### Task requirements
Look through the lines below and extract each one that contains "wall".

### Information shown
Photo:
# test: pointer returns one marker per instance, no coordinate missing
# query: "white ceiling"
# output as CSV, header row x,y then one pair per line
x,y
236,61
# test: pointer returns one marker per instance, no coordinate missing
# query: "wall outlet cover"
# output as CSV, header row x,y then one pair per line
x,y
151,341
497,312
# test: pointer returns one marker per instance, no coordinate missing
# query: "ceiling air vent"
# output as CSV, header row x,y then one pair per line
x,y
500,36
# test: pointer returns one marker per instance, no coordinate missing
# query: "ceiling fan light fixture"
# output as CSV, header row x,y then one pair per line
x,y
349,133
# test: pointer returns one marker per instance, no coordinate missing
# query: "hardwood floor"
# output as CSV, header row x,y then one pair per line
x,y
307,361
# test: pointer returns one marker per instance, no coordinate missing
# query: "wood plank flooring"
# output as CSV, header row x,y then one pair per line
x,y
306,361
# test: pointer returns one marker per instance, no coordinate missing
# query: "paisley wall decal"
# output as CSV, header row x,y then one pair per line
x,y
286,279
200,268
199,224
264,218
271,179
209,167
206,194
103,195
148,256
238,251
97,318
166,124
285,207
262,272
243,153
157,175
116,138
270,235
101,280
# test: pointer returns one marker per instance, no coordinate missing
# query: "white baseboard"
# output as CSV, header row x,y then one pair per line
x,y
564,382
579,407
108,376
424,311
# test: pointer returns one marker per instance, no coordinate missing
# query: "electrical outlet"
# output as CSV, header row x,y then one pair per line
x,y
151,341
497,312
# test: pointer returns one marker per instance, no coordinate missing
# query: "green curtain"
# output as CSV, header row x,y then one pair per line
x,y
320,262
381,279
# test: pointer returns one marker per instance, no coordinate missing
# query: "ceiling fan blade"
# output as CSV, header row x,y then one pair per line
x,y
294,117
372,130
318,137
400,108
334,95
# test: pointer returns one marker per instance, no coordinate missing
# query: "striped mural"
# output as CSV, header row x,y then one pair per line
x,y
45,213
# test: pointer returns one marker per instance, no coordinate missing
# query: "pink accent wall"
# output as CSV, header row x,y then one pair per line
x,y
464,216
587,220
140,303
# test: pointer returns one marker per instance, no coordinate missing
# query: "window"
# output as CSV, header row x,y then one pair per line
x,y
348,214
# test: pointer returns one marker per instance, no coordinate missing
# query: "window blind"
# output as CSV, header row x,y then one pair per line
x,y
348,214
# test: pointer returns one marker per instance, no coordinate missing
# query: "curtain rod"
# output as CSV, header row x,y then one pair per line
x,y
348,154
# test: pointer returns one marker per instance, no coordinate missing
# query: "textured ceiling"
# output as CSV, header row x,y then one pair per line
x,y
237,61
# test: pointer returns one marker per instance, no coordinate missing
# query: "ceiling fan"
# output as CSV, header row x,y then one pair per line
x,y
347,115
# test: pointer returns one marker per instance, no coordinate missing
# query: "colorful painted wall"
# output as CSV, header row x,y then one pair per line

### Answer to the problem
# query: "wall outlet cover"
# query: "paisley wall decal"
# query: "pink accent wall"
# query: "colorful painted wall"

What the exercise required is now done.